INSTRUCTIONS FOR THE TASK:
Return every line of the records below unchanged, but leave out the pictures.

DATA FOR THE TASK:
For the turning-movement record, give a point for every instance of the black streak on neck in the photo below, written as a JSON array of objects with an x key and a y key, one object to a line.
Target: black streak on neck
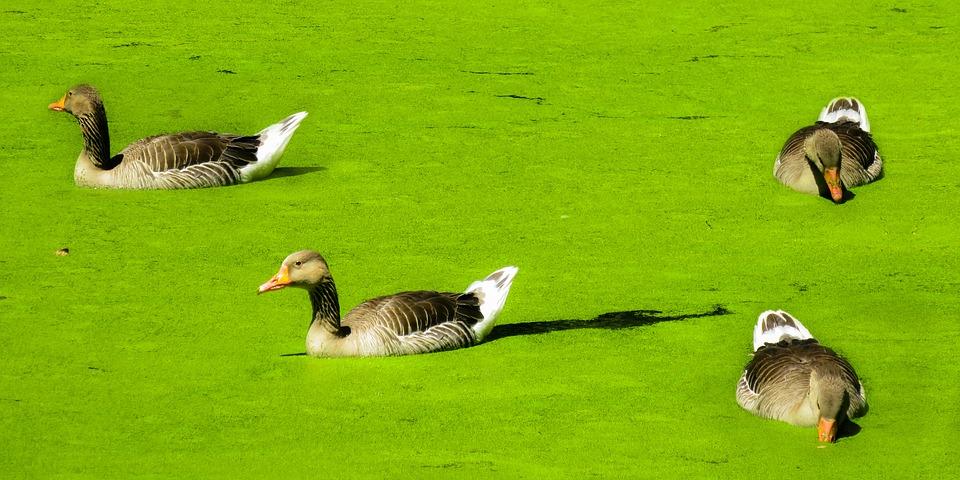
[
  {"x": 326, "y": 307},
  {"x": 96, "y": 137}
]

ANSWER FOR THE TASK:
For the turning-movement record, give a point for every instance of the black streak on neck in the photo below, written as a JSON array of objects with an x key and a y key, one object to a line.
Target: black streak on neck
[
  {"x": 326, "y": 307},
  {"x": 96, "y": 137}
]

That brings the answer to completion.